- [PAGE EXCERPT]
[start]

Digital teams have done some great work often in difficult circumstances. Yet none of these changes happened overnight.
Many took years of hard work, the backing and repeated interventions of committed politicians, and dogged persistence.
Background
When the UK’s tax agency first let citizens file their tax over the internet in 2001, there were just 38,000 returns.
In 2023, there were 11.5 million. However, this impressive growth also illustrates the lack of a more radical digital transformation: the “increasingly complex tax system burdens government and business with billions in admin costs.” Every year, millions of people are forced to go online to fill in electronic versions of paper forms. A truly transformed public sector would eliminate form-filling, not suck ever more people into the system.
Sometimes government use of technology also heralds something darker: digital welfare systems that breach the rule of law; public agencies trawling citizens’ bank accounts without their consent; CCTV cameras recording our every movement; citizens demoted to second class status as “digital by default” interactions take priority over all other channels; national identity systems that intrude into citizens’ lives and disadvantage the most vulnerable; authoritarian regimes tracking and repressing political dissidents.

[end]

- [REQUIRED TASK]
Reproduce the passage on digital government from "Digital teams have" to "into the system.", substituting "revenue authority" for "tax agency". The data that follows has no connection to the passage on digital government.

- [SOURCE MATERIAL]
[start]

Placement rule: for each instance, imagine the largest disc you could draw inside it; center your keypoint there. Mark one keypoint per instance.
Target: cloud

[end]

- [TASK RESPONSE]
Digital teams have done some great work often in difficult circumstances. Yet none of these changes happened overnight.
Many took years of hard work, the backing and repeated interventions of committed politicians, and dogged persistence.
Background
When the UK’s revenue authority first let citizens file their tax over the internet in 2001, there were just 38,000 returns.
In 2023, there were 11.5 million. However, this impressive growth also illustrates the lack of a more radical digital transformation: the “increasingly complex tax system burdens government and business with billions in admin costs.” Every year, millions of people are forced to go online to fill in electronic versions of paper forms. A truly transformed public sector would eliminate form-filling, not suck ever more people into the system.